About this task →
In the listing below, the lines from the first through the one with "point: dirt path" are to be copied word for word.
◆ ◆ ◆ ◆
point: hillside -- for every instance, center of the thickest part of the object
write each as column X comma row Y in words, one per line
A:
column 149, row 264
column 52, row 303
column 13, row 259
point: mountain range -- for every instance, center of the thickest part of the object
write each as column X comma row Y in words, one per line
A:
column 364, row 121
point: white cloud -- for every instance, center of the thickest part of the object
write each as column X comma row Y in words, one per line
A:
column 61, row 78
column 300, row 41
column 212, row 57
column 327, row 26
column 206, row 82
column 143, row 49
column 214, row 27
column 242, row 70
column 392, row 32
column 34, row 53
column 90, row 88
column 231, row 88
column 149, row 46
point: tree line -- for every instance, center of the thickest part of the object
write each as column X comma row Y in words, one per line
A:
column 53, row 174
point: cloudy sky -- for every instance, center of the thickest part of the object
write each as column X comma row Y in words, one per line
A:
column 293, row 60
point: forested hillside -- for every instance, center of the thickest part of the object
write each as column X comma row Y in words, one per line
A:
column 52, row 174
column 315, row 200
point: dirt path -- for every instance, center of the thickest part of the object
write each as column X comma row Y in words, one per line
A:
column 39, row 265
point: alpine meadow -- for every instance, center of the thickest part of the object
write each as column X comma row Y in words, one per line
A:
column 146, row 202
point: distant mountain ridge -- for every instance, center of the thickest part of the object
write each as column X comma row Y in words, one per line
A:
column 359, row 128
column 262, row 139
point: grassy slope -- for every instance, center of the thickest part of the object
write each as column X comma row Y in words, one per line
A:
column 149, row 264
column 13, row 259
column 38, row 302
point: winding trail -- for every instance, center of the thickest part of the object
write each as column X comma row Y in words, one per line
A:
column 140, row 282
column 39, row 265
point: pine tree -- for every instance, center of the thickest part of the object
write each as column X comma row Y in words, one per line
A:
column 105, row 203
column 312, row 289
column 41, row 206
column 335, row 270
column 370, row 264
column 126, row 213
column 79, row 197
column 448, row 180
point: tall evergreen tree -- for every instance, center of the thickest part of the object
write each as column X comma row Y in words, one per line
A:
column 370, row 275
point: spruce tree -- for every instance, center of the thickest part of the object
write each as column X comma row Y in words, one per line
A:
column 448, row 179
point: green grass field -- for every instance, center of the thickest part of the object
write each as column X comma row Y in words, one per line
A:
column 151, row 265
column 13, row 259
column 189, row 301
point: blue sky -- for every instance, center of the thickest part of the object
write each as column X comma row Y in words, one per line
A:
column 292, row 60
◆ ◆ ◆ ◆
Answer section →
point: hillside -- for every instance, center of the thickest part of the object
write each as column X comma row Y in words, one per line
A:
column 149, row 264
column 52, row 303
column 13, row 259
point: mountain range -- for every instance, center of the thickest part of the object
write each as column X comma row Y in words, one per line
A:
column 364, row 121
point: white cloud -- for every instance, center of the thickest part of the object
write each as column X comma row Y in words, one per line
A:
column 61, row 78
column 300, row 41
column 212, row 57
column 327, row 26
column 206, row 82
column 143, row 49
column 214, row 27
column 242, row 70
column 392, row 32
column 34, row 53
column 90, row 88
column 231, row 88
column 149, row 46
point: tree line -- for every instance, center of the thickest part of the object
write each as column X comma row Y in words, one per line
A:
column 53, row 174
point: cloudy sky -- for every instance, center of the thickest part of the object
write each as column X comma row Y in words, one per line
A:
column 293, row 60
point: forested hillside -- for every instance, center of the thickest part of the object
write each as column X comma row Y in words, one per line
A:
column 52, row 174
column 315, row 200
point: dirt path -- for every instance, center of the thickest part of the object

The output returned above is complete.